Excerpted text>
A derogation provides an important process for oversight and international scrutiny, requiring the State to give clear and specific reasons about the necessity of its derogation and providing an opportunity for other branches of government such as (parliament and or the judiciary and international organisations like the UN as well as the bodies created to monitor compliance with treaty obligations and other states that are signatories to the treaty) to scrutinise those reasons.
However, it should also be noted that certain powers cannot be derogated from, even in times of emergency, such as the prohibition on deprivation of life and the prohibition against cruel inhumane and degrading treatment. These protections can never be derogated from, no matter what the emergency is.The following guidelines in legislating for public emergencies must always be kept in mind and it may be helpful now or in the future for Parliamentary Clerks to take note of them.
Guidelines on state of emergencies
Has there been a state of emergency declared? Have any emergency-related laws, measures and policies been published and are they available for the public to access?
The state(s) must declare the state of emergency to invoke its powers, it must also ensure that all the emergency laws and policies are publicly available and easily accessible to the general citizens. All public emergency related laws and regulations must be publicly available and easily accessible to all citizens or persons.
What is the legal basis for the State to declare a state of emergency (constitutional, legislative, executive discretion)?
There must be a legal basis for the state to declare a state of emergency, in other words, there must be a provision (Constitutionally, legislatively or through executive discretion that empowers the state to declare a state of emergency and allow it to pass emergency regulations such as the Covid-19 regulations and the deployment of security forces.

Work task 1> Return the portion of the excerpt on states of emergency that begins at the words "The state(s) must" and stops after the words "citizens or persons.".
Work task 2> According to the excerpt on states of emergency, which two prohibitions can never be derogated from?
Work task 3> Write the next part of the excerpt on states of emergency, picking up after its final sentence.
None of the dataset entries is needed for this work.

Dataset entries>
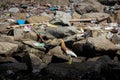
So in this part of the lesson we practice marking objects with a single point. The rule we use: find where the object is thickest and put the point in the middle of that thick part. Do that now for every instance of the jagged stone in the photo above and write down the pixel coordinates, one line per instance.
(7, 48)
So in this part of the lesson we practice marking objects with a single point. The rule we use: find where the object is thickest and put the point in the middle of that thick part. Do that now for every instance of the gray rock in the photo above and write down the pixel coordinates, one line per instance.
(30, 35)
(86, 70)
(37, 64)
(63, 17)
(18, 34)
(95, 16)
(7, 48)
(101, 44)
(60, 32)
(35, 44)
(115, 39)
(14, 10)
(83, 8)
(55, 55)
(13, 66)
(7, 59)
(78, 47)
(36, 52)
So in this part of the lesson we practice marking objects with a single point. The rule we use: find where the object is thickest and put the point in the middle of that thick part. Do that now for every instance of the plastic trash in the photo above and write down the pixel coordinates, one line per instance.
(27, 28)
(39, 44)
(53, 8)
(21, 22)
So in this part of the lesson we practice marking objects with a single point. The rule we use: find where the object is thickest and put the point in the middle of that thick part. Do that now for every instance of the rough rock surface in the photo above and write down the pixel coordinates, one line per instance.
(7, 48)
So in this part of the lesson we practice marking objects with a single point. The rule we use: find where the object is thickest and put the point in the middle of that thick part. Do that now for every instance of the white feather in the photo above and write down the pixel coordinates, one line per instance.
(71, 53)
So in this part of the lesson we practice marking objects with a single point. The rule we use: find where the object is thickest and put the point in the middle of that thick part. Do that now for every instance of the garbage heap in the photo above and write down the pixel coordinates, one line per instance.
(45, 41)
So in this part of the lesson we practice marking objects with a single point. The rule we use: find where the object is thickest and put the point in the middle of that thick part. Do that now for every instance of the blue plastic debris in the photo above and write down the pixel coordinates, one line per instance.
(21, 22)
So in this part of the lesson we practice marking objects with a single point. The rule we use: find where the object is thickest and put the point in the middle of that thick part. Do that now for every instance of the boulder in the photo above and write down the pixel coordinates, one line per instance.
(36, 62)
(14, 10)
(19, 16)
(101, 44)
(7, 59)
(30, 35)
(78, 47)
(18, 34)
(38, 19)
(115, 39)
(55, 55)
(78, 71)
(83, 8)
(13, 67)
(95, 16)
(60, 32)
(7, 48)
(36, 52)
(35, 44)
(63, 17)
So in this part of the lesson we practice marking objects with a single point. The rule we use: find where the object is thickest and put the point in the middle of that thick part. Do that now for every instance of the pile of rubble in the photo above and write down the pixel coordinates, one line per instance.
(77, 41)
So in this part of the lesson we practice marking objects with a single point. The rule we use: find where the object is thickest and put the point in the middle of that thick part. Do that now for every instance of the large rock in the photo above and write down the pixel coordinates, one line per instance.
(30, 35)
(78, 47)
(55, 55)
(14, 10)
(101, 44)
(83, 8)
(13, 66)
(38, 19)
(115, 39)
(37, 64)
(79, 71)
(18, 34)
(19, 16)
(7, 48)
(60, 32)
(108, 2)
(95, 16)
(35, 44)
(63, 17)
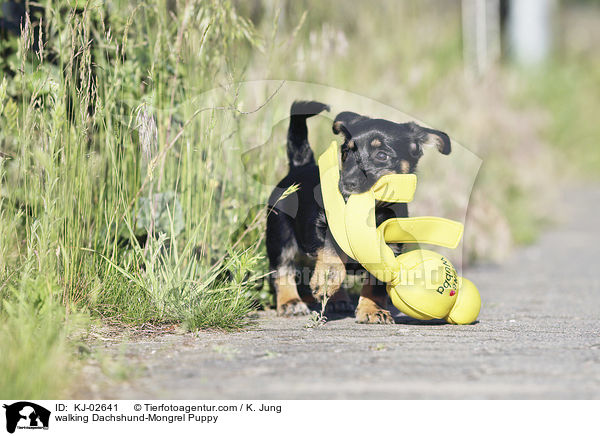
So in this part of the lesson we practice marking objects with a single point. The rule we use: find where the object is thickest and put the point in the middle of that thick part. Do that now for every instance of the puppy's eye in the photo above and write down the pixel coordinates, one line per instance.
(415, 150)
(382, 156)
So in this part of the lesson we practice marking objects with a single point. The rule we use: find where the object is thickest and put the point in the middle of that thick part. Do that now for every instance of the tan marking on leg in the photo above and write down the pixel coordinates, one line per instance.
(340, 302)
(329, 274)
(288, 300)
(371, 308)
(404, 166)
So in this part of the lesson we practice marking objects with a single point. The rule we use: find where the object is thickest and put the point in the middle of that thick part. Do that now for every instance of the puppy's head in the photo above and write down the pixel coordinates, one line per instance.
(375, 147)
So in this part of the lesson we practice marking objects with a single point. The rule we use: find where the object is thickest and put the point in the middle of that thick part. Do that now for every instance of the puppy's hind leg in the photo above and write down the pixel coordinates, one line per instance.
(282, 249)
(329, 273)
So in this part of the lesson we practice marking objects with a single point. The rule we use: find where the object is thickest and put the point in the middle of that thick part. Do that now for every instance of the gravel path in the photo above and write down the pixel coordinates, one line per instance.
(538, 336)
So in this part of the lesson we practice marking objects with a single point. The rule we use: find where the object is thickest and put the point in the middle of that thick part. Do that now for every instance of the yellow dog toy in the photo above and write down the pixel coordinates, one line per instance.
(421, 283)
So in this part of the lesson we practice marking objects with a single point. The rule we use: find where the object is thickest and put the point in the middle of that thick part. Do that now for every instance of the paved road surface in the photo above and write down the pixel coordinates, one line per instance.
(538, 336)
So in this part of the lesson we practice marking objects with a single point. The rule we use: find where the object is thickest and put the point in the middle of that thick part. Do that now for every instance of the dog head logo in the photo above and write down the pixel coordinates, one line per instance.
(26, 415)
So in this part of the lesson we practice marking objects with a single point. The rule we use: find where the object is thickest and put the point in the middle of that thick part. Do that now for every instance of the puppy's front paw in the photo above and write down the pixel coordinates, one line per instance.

Your response 1>
The state(s) must declare the state of emergency to invoke its powers, it must also ensure that all the emergency laws and policies are publicly available and easily accessible to the general citizens. All public emergency related laws and regulations must be publicly available and easily accessible to all citizens or persons.

Your response 2> The prohibition on deprivation of life and the prohibition against cruel inhumane and degrading treatment.

Your response 3>
Has the appropriate procedure been adopted to invoke the state of emergency? Has this process been made public? If not, why not?
National disaster laws and regulations, like all emergency laws, must follow appropriate procedures in order for them to be legally binding, if for an example, the executive is required to inform parliament of its intention to declare a state of emergency and it does not do so, the laws invoked will not be legally binding. Further, the process must also be done publicly unless there are compelling reasons not to and the state must provide such reasons.
If there is a fixed process to declare an emergency, has that been used? Or has the emergency been “named” as such, but ordinary laws have been used?
If ordinary measures have been used, are the restrictions on rights they create lawful?
All restrictions on rights must be legally permissible, in that there must be a justifiable sound legal reason to limit the citizens’ rights. The national disaster or emergency regulations should satisfy the normal test, being: that the limitation is necessary, proportional and non-discriminatory in nature. For example, a provision or regulation that will only limit the rights of a certain religious group will be unlawful.
If a state of emergency has been declared, the question often arises whether the government also entered a derogation from its international human rights treaty obligations to the extent permissible? If not, why not?